● **Text under study**
LAWS(SC)-2015-4-117

MATIBAR SINGH Vs. STATE OF U.P.

Decided On April 16, 2015
Matibar Singh Appellant
V/S
STATE OF U.P. Respondents

JUDGEMENT

(1.) This appeal by special leave arises out of a judgment and order dated 26th September, 2001 passed by the High Court of Judicature at Allahabad whereby State Appeal No. 902 of 1979 against Indra Sen alias Male and Matibar Singh was allowed, judgment and order dated 20th November, 1978 passed by the Addl. Sessions Judge, Jaunpur acquitting them for offences punishable Under Section 307 read with Section 34 of the Indian Penal Code, 1860 (IPC) set aside and both Indra Sen and Matibar Singh convicted and sentenced to undergo rigorous imprisonment for a period of five years on the said count. The facts in the background whereof both Indra Sen and Matibar Singh came to be arrested and prosecuted for the commission of an offence punishable Under Section 307 read with Section 34 of the IPC have been set out at considerable length by the learned Trial Judge as also by the High Court in the judgments impugned before us. It will, in our view, serve no purpose to repeat the same over again at length. All that we need say is that the incident in question appears to have taken place on 20th April, 1976 at about 7.00 a.m. when the complainant and victim of the assault was going from his house situated in village Samodhpur, Police Station Sarpataha, District Jaunpur to Surpur Inter College on his bicycle to attend a function said to have been organized in the honour of the Governor of Uttar Pradesh. The prosecution version is that when the victim reached the crossing near Samodhpur Primary Pathshala, Indra Sen, Matibar Singh and Awadh Bihari, who has since died, appeared on the spot and assaulted him with a knife and a country made pistol. While the pistol was held by Indra Sen, the knife was wielded by Matibar Singh and Awadh Bihari. The gun shot fired from the pistol by Indra Sen is said to have missed the target, but Matibar Singh was successful in inflicting a knife blow on the right side of the back of the complainant. The complainant is said to have fallen from the cycle whereupon Indra Sen is alleged to have inflicted a knife blow on the left side of the back of the complainant while Awadh Bihari assaulted him on the head. The complainant raised an alarm which brought Ram Bahadur, Ram Jeet Kahar and Tilakdhari Singh to the spot, who saw Indra Sen, Matibar Singh and Awadh Bihari and saved the complainant from the clutches of the accused. The complainant was moved to the hospital where he remained admitted for nearly a month before his discharge.

(2.) A case was on the basis of a complaint filed by the complainant registered against Indra Sen, Matibar Singh and Awadh Bihari in Police Station Sarpataha and investigation started. A charge sheet was in due course filed before the jurisdictional court who committed Indra Sen, Matibar Singh and Awadh Bihari, to face trial before the Addl. Sessions Judge, Jaunpur. At the trial, the prosecution examined the complainant and victim of the assault, Thakur Prasad Singh as PW-1, Ram Jit as PW-3 and Tilakdhari Singh as PW-2 apart from other witnesses, including the investigating officers. In defence, the accused persons examined defence witnesses, Kamta Singh (DW-1), Vijay Bahadur Singh (DW-2) and Paras Nath Tripathi (DW-3) in an attempt to prove the plea of alibi set up by Matibar Singh, Appellant herein.

● **Directions for this task**
Copy the judgment in the appeal of Matibar Singh verbatim, from "(2.) A case" to "Singh, Appellant herein.". The lines that follow are not needed to do this work.

● **Source material**
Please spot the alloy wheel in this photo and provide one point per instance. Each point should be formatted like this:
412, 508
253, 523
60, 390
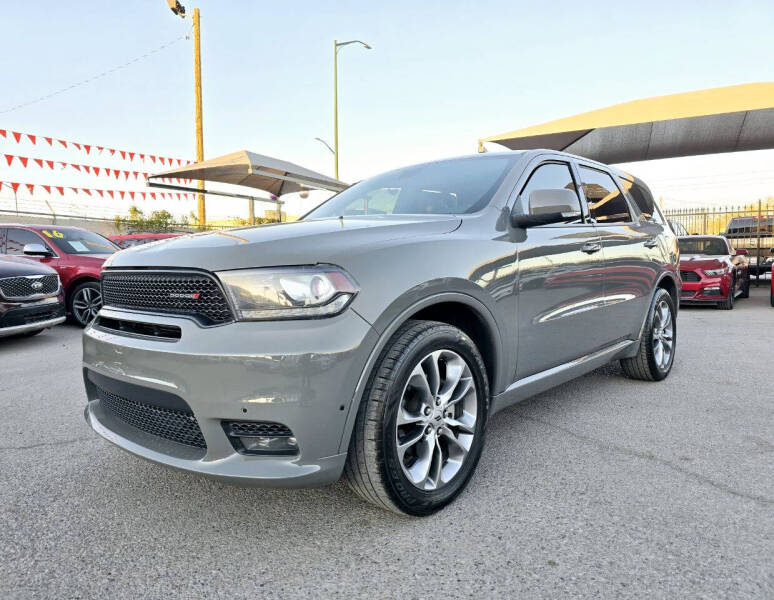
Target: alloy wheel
86, 304
663, 335
436, 421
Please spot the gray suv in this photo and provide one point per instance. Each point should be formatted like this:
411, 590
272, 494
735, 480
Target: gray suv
376, 336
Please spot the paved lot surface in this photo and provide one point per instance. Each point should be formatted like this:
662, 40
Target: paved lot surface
604, 487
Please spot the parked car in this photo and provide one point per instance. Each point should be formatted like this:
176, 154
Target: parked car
138, 239
376, 336
31, 298
76, 254
750, 233
712, 271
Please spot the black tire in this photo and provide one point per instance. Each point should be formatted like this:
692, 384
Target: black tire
746, 287
644, 365
728, 303
373, 469
91, 293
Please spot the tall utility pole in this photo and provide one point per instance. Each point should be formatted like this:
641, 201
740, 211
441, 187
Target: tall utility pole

● **Answer**
(2.) A case was on the basis of a complaint filed by the complainant registered against Indra Sen, Matibar Singh and Awadh Bihari in Police Station Sarpataha and investigation started. A charge sheet was in due course filed before the jurisdictional court who committed Indra Sen, Matibar Singh and Awadh Bihari, to face trial before the Addl. Sessions Judge, Jaunpur. At the trial, the prosecution examined the complainant and victim of the assault, Thakur Prasad Singh as PW-1, Ram Jit as PW-3 and Tilakdhari Singh as PW-2 apart from other witnesses, including the investigating officers. In defence, the accused persons examined defence witnesses, Kamta Singh (DW-1), Vijay Bahadur Singh (DW-2) and Paras Nath Tripathi (DW-3) in an attempt to prove the plea of alibi set up by Matibar Singh, Appellant herein.